» EXERCISE DESCRIPTION
Scale the data between the lines holding "For sports analytics purposes, locate the tall" and "[664,268,705,344]", inclusive, by giving only those lines again with the requests unchanged and every bounding box coordinate in the answers multiplied by 2.15. Round each result to a whole number, rounding halves up.
--- BEGIN DATA PROVIDED ---
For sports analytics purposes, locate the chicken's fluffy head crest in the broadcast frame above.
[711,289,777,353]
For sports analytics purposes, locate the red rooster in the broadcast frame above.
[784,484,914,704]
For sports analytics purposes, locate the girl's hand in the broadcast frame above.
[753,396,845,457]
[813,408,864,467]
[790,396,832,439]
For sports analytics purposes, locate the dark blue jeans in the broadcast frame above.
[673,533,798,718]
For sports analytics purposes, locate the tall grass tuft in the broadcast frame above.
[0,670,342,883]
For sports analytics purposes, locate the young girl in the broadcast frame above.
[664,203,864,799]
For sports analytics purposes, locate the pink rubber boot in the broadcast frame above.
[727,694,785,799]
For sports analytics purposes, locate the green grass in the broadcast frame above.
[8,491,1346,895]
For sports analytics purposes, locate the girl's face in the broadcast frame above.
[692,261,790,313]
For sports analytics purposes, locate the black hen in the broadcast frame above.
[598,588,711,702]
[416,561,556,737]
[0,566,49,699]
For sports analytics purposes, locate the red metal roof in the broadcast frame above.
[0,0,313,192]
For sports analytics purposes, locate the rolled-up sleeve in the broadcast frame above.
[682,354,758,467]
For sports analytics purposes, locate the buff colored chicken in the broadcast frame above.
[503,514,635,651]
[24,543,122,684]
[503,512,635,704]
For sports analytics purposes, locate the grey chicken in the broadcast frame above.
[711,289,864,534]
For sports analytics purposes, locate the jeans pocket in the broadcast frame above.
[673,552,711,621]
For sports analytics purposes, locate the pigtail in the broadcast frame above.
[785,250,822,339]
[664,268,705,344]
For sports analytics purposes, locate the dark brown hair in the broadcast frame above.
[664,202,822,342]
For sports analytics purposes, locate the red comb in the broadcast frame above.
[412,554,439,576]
--- END DATA PROVIDED ---
» THE RESPONSE
For sports analytics purposes, locate the tall grass tuft in the broadcast frame above.
[0,1441,735,1898]
For sports analytics purposes, locate the young girl in the broadcast frame above.
[1428,436,1858,1718]
For sports analytics purposes, locate the pink rubber boot in the broadcast frame above.
[1563,1492,1688,1718]
For sports analytics purposes, locate the green grass in the broadcast frame above.
[17,1056,2894,1924]
For sports analytics purposes, locate the girl's face in the broadcast frame above.
[1488,561,1699,673]
For sports analytics purposes, locate the black hen in the broadcast frame above.
[1286,1264,1529,1509]
[894,1206,1195,1585]
[0,1217,105,1503]
For sports analytics purposes, locate the red metal roof in the broadcast frame above.
[0,0,673,413]
For sports analytics purposes, locate the rolled-up sleeve in the broadcast frame above.
[1466,761,1630,1004]
For sports analytics purposes, locate the buff colored chicken in the broadcast frame above.
[1081,1105,1365,1400]
[52,1167,262,1471]
[1081,1101,1365,1514]
For sports analytics purposes, locate the grey chicken in the broadcast frame above.
[1529,621,1858,1148]
For sports analytics purposes, locate the jeans pocket in the broadcast frame above.
[1447,1187,1529,1335]
For sports analytics purposes, locate the pigtail in the broadcast frame above.
[1688,538,1767,729]
[1428,576,1516,740]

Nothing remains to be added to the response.